> _Goal of the exercise_
The answer must consist of every line from the data that holds "below".

_ _ _ _ _ _ _

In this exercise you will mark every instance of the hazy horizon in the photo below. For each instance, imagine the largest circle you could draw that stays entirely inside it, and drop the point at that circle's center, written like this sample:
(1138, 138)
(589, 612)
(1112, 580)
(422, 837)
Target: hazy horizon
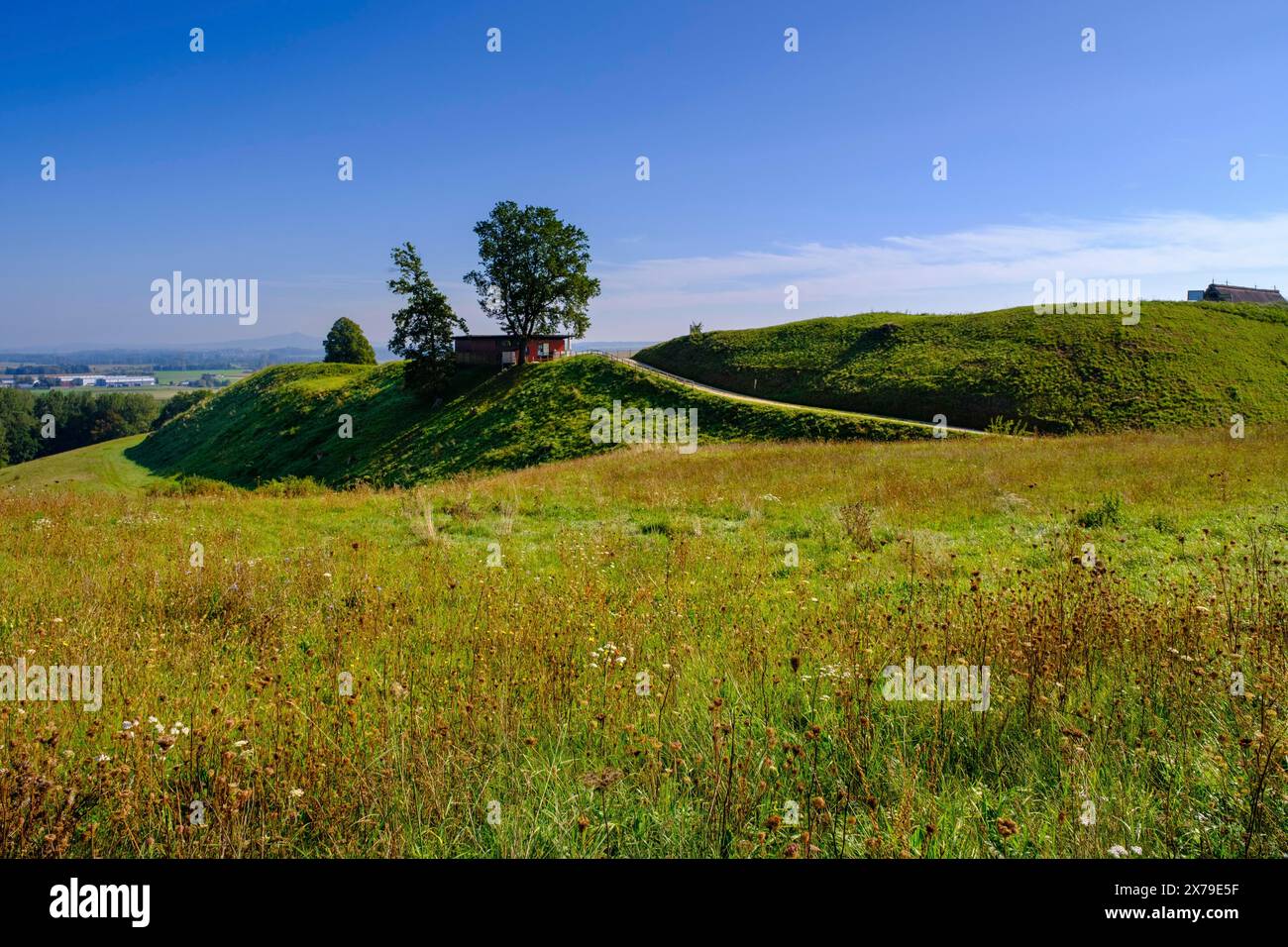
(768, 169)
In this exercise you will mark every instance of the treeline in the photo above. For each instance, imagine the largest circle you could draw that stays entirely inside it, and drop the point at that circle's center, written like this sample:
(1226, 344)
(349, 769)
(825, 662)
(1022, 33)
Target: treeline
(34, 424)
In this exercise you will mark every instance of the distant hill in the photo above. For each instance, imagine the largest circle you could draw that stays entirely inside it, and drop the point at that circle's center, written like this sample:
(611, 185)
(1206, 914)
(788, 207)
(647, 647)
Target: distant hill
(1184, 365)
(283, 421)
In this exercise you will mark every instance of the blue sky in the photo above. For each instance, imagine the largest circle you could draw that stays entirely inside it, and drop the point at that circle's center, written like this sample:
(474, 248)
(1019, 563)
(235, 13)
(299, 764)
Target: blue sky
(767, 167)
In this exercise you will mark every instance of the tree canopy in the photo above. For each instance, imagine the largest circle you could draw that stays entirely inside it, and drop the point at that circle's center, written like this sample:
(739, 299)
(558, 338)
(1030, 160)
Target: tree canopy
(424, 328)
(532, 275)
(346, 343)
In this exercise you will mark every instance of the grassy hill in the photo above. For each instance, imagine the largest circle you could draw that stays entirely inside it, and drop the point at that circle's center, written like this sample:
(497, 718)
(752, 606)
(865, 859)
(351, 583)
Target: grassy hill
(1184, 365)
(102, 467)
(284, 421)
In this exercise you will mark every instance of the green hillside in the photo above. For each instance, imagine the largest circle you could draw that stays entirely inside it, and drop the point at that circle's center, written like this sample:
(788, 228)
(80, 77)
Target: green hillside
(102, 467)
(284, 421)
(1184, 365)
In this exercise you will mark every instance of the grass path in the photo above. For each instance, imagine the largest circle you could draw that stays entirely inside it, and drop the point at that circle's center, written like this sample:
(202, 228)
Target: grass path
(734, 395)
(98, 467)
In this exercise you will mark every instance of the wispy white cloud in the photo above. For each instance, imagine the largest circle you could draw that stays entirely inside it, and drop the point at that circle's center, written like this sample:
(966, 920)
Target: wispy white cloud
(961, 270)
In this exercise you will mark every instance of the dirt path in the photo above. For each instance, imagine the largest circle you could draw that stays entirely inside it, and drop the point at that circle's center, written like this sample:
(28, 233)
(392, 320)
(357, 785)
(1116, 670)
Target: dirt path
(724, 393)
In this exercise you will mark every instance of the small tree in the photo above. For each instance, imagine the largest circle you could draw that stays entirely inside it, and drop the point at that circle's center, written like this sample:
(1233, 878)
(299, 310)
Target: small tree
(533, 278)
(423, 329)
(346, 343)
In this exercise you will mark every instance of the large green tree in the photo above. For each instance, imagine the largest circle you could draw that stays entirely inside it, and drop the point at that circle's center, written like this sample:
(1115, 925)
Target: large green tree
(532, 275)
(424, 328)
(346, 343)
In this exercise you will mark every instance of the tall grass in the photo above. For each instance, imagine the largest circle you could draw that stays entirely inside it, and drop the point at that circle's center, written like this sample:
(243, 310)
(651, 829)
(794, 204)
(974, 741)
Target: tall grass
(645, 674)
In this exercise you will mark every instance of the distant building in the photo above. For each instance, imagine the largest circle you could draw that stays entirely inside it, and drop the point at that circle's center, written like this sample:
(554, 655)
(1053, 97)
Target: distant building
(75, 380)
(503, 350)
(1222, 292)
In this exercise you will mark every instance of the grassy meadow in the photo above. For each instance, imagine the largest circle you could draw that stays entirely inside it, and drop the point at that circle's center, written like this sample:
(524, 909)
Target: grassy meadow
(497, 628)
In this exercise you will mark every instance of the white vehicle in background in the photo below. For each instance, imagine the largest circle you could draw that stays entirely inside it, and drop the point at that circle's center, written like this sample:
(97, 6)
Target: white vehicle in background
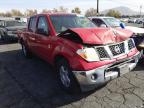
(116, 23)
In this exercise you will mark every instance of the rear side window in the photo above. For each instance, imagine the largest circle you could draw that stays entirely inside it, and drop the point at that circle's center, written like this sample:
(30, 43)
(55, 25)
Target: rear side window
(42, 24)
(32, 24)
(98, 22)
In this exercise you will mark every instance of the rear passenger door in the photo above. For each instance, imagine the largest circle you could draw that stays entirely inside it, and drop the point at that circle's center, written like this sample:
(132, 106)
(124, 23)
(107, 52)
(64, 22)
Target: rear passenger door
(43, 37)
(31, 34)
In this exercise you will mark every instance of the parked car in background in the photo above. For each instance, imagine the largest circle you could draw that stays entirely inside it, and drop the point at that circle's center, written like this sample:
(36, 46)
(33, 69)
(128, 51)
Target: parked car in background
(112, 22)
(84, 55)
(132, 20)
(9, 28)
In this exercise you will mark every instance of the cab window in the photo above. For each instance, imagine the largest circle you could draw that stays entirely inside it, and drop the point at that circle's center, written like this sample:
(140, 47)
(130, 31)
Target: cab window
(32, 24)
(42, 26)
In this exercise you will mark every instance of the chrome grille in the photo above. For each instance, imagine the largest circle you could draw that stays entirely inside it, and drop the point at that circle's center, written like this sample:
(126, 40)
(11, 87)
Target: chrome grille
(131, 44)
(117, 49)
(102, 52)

_ _ _ _ _ _ _

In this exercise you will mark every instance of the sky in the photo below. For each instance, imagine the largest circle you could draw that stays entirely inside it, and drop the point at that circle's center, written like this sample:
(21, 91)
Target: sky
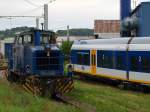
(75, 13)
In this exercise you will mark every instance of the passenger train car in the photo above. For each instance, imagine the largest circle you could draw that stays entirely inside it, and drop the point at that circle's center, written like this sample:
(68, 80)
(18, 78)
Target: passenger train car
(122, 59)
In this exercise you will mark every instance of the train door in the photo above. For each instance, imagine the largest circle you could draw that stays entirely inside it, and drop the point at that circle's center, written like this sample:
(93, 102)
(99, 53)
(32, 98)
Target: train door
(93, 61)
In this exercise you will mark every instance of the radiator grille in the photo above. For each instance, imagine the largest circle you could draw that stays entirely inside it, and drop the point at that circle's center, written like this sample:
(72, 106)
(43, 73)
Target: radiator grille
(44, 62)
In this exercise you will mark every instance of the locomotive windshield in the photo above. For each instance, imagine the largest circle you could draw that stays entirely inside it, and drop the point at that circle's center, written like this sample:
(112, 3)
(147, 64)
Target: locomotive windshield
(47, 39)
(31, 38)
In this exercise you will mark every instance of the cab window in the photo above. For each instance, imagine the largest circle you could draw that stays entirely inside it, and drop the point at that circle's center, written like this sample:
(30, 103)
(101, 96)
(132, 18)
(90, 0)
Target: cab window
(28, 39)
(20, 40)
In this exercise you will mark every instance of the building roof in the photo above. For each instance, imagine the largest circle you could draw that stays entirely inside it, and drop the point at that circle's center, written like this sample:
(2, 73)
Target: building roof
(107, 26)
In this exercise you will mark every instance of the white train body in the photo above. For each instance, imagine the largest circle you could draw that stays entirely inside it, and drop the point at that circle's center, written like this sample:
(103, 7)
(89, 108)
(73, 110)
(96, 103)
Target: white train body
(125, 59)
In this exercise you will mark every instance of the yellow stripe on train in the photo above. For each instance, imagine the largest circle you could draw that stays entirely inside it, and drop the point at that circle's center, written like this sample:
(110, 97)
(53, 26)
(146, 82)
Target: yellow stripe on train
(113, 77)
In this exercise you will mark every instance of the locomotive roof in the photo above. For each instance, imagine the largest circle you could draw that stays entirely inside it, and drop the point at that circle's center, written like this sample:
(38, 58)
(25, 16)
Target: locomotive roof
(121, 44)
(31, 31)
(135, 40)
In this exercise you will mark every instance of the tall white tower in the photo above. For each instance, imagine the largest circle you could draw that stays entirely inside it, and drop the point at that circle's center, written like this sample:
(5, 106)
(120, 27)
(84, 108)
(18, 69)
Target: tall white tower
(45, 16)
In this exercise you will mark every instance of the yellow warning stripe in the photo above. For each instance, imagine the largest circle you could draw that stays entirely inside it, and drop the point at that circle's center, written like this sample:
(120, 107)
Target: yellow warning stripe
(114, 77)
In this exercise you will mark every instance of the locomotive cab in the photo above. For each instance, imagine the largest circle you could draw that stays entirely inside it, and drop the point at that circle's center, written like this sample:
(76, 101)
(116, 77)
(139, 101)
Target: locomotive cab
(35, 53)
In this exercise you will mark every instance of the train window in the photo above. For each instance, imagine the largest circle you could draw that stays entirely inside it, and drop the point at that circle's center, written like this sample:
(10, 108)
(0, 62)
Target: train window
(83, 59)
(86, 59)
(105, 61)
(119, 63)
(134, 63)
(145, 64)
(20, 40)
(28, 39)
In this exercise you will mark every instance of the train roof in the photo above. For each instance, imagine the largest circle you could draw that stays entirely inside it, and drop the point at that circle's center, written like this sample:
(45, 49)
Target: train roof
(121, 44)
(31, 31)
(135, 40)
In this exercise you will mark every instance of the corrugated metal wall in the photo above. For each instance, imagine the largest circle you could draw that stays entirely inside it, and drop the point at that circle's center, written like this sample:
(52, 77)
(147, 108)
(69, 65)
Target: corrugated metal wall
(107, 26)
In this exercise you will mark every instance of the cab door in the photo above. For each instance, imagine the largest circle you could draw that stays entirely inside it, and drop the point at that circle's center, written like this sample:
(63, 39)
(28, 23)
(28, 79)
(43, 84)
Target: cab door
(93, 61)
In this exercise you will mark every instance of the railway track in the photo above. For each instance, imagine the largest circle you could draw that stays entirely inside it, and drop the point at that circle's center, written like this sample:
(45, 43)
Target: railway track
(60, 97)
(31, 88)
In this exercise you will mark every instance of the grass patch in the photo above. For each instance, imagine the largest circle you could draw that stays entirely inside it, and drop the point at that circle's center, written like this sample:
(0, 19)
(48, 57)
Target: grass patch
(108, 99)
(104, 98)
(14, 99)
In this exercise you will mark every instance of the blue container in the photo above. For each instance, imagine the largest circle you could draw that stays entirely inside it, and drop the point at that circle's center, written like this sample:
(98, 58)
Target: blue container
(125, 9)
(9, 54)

_ _ _ _ _ _ _

> _Result for this exercise_
In this exercise you will mark every instance of the hazy horizon in the photo below. For each instance, imagine the largest circle you could draw that stays entirely inside it, and drop the point at that circle's center, written like this sample:
In this exercise you will mark every instance of the white vehicle in background in the photo below. For each instance, imagine the largest circle you could draw that stays entirely inside it, and drop the point at that circle's center, written like this sample:
In this exercise you will mark every instance of the sky in the photo below. For each instance, imagine the largest circle you could draw that stays entirely inside it, and drop the point at that circle's center, written like this sample:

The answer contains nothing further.